Referring expression data
○ ○ ○
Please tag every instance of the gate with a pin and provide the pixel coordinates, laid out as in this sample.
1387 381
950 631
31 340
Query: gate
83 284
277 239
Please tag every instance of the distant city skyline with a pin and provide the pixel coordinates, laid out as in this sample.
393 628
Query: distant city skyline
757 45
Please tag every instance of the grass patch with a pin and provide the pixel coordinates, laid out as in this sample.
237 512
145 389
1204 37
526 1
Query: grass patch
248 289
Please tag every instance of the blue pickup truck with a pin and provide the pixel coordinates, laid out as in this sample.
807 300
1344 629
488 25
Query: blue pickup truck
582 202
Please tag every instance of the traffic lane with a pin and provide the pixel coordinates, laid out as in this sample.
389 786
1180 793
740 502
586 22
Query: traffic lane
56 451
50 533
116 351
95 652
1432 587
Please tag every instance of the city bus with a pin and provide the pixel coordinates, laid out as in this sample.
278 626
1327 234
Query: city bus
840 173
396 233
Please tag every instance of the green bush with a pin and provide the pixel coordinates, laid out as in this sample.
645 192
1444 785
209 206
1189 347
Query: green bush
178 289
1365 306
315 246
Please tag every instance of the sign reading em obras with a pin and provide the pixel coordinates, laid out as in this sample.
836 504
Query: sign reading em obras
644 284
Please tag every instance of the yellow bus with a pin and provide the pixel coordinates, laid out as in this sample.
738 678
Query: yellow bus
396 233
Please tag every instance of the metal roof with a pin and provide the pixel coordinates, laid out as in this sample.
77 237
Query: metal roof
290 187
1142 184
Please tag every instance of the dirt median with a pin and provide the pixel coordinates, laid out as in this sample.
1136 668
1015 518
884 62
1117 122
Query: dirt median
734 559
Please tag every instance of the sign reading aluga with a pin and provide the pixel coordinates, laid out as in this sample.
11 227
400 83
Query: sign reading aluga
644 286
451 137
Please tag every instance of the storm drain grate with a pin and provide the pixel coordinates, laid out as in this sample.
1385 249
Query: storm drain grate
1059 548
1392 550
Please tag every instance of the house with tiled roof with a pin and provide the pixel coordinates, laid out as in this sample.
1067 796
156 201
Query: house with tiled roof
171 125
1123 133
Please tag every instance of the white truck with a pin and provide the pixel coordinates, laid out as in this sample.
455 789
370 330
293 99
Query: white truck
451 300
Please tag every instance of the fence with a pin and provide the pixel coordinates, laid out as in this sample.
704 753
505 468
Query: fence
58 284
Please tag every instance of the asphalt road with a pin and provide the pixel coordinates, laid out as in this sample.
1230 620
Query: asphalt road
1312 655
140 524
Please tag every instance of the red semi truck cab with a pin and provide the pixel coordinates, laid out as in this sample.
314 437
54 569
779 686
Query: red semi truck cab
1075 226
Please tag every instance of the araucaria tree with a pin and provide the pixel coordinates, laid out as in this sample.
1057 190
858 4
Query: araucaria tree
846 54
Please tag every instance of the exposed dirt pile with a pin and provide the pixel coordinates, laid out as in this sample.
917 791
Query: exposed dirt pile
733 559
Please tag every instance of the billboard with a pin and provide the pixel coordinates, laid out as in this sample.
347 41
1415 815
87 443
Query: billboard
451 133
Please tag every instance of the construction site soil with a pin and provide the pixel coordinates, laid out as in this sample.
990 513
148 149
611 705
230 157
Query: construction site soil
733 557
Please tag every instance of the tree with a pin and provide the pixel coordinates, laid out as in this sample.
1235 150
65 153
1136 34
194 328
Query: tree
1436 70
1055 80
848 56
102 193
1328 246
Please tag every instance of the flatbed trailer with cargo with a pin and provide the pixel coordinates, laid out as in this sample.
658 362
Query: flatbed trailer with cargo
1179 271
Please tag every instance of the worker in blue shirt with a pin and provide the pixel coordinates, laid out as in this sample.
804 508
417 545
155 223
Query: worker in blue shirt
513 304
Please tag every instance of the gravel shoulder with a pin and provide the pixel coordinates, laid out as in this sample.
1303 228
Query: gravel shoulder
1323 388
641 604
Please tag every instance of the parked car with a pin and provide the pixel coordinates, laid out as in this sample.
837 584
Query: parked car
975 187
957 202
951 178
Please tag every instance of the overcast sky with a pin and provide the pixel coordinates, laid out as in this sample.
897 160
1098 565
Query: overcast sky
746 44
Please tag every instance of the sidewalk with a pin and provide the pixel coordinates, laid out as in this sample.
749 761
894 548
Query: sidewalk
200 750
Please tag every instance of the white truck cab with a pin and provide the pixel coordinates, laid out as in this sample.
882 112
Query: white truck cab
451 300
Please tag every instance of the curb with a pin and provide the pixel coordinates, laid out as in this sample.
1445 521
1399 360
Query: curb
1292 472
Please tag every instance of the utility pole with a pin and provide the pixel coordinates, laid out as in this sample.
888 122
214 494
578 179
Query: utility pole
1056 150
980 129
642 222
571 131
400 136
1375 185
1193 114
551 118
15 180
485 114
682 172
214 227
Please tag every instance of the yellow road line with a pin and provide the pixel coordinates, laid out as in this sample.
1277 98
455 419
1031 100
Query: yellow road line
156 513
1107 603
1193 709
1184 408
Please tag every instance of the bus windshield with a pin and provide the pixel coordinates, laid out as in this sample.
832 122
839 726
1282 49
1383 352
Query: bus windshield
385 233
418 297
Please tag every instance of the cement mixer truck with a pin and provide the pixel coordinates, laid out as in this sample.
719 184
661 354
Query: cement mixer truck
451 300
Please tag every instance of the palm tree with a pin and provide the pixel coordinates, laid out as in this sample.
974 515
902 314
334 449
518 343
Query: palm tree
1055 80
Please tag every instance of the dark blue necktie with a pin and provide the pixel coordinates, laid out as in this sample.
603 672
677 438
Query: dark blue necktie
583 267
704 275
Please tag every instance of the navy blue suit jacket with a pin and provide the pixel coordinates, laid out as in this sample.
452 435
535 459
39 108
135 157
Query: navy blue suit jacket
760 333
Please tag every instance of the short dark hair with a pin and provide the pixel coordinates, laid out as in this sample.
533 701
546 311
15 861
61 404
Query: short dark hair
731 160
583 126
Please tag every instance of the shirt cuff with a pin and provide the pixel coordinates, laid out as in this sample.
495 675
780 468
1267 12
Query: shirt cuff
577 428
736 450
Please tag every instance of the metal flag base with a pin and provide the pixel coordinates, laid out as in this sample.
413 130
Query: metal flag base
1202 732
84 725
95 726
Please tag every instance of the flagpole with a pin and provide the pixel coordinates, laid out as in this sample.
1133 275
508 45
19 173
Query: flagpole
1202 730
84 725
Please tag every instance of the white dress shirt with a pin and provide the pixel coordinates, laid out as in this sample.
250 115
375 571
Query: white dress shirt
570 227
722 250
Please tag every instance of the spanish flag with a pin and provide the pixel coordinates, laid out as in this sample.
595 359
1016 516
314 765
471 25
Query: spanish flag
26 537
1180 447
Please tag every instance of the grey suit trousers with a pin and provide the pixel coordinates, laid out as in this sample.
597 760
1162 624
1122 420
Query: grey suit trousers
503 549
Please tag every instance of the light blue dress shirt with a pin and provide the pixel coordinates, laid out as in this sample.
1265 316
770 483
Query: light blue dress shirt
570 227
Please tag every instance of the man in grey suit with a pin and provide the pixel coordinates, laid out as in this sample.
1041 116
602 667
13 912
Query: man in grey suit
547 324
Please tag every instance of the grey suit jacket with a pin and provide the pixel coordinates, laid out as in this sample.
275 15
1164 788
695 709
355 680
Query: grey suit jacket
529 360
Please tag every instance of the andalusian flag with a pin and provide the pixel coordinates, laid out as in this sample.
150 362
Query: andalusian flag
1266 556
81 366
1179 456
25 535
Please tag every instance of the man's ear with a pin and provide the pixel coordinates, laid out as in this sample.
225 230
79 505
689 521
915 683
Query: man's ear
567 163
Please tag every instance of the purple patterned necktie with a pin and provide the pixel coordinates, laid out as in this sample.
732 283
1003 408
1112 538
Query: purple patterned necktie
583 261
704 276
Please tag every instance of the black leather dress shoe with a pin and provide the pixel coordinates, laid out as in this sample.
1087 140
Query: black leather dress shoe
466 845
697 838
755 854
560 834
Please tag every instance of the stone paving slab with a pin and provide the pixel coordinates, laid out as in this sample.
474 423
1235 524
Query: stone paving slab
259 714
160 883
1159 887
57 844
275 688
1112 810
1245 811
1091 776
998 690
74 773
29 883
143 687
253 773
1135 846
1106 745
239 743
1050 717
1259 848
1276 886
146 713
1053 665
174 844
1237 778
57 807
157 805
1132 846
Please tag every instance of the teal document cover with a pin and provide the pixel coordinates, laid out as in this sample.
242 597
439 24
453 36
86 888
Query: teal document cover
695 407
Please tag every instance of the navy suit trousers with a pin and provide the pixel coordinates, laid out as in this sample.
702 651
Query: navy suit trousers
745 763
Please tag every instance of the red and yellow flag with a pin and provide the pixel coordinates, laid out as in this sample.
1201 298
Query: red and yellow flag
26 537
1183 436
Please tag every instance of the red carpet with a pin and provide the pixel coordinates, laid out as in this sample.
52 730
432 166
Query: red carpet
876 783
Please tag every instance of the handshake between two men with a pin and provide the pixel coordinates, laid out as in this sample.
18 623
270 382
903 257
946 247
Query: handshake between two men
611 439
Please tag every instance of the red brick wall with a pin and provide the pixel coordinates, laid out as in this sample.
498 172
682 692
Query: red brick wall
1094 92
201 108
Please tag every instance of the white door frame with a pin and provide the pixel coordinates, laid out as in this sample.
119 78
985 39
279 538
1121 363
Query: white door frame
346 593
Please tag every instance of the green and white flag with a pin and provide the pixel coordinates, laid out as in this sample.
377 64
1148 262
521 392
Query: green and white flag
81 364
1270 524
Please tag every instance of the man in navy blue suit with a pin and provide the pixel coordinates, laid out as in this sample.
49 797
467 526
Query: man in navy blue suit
○ ○ ○
§ **WHAT YOU SHOULD DO**:
Set down the lines above as they stand, starting with the first line and ending with the line that contains "Please tag every instance of the storm".

§ **PROBLEM SOLUTION**:
Please tag every instance of the gate with a pin and provide the pixel coordinates, laid out as in this sample.
1387 381
950 631
31 340
Query: gate
83 284
277 239
Please tag every instance of the distant city skyline with a pin and provide the pixel coordinates, laid out as in this sample.
393 628
Query: distant city skyline
757 45
Please tag every instance of the grass patch with a pin and provide the pixel coordinates, laid out as in this sample.
237 512
145 389
1204 37
526 1
Query: grass patch
248 289
Please tag every instance of the blue pickup truck with a pin and provide the pixel coordinates, laid out as in this sample.
807 300
1344 629
488 25
Query: blue pickup truck
582 202
Please tag every instance of the traffic lane with a pin and provide the pixel coordinates, laid out as in this sample.
389 786
1180 793
740 502
586 22
Query: traffic lane
56 451
50 533
116 351
95 652
1432 587
Please tag every instance of the city bus with a pin and provide the pixel coordinates, laid out as in this sample.
278 626
1327 234
Query: city bus
840 173
396 233
Please tag every instance of the green bush with a pin and provide the pixel coordinates, laid out as in this sample.
645 192
1444 785
209 206
1189 347
Query: green bush
178 289
1365 306
315 246
Please tag every instance of the sign reading em obras with a pin and provide the pixel coordinates, laid out as in this sample.
836 504
Query: sign reading em obras
644 284
Please tag every instance of the yellow bus with a pin and provide the pixel coordinates, laid out as in this sample.
738 678
Query: yellow bus
396 233
Please tag every instance of the metal roof with a pin and provide the pixel coordinates, laid out as in this sample.
77 237
Query: metal roof
290 187
1142 184
Please tag every instance of the dirt median with a pin and provide the pixel coordinates, laid out as in this sample.
1136 668
1015 518
884 62
1117 122
Query: dirt median
734 559
Please tag every instance of the sign reading aluga with a pin and provide the pixel coordinates, laid out as in this sample.
11 227
400 83
Query: sign reading aluga
644 286
451 137
Please tag every instance of the storm drain grate with a pin and provide the pixel coordinates, laid out as in this sample.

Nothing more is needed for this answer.